> _DOCUMENT SEGMENT_
►

Question

Determine the volume of O₂ (at STP) formed when 50.0 g of KClO₃ decomposes according to the following reaction: 2 KClO₃(s) → 2 KCl(s) + 3 O₂(g)?

Answer 1

To determine the volume of O₂ formed when 50.0 g of KClO₃ decomposes, calculate the number of moles of KClO₃, use the stoichiometry to find the number of moles of O₂, then convert moles to volume at STP.

Step-by-step explanation:

To determine the volume of O₂ formed when 50.0 g of KClO₃ decomposes, we first need to calculate the number of moles of KClO₃. The molar mass of KClO₃ is 122.55 g/mol, so we can divide the mass by the molar mass to find the number of moles.

50.0 g / 122.55 g/mol = 0.408 mol KClO₃

The balanced equation shows that the reaction produces 3 moles of O₂ for every 2 moles of KClO₃. Using this ratio, we can calculate the number of moles of O₂ produced.

0.408 mol KClO₃ * (3 mol O₂ / 2 mol KClO₃) = 0.612 mol O₂

Finally, we can convert the number of moles of O₂ to volume at STP (standard temperature and pressure). 1 mole of gas occupies 22.4 L at STP, so we can multiply the number of moles by the molar volume.

0.612 mol O₂ * 22.4 L/mol = 13.7 L O₂ (at STP)

◄

> _DATASET SECTION_

►

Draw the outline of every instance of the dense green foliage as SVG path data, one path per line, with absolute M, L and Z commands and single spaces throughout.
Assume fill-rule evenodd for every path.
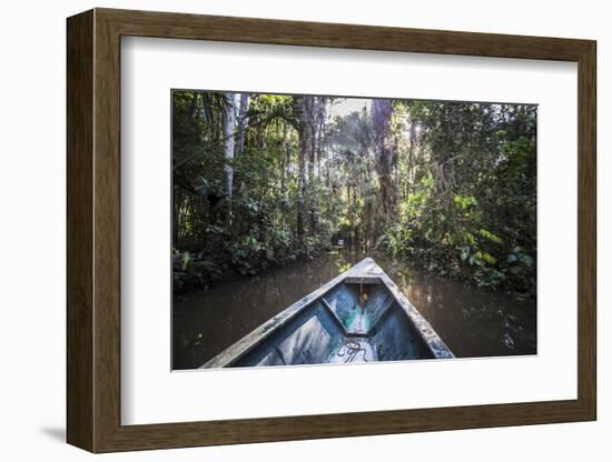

◄

> _THE TASK_
From the KClO₃ decomposition thread above, reproduce word for word the passage that opens with the words containing "50.0 g / 122.55" and closes with "of O₂ produced.".

> _EXPECTED OUTPUT_
50.0 g / 122.55 g/mol = 0.408 mol KClO₃

The balanced equation shows that the reaction produces 3 moles of O₂ for every 2 moles of KClO₃. Using this ratio, we can calculate the number of moles of O₂ produced.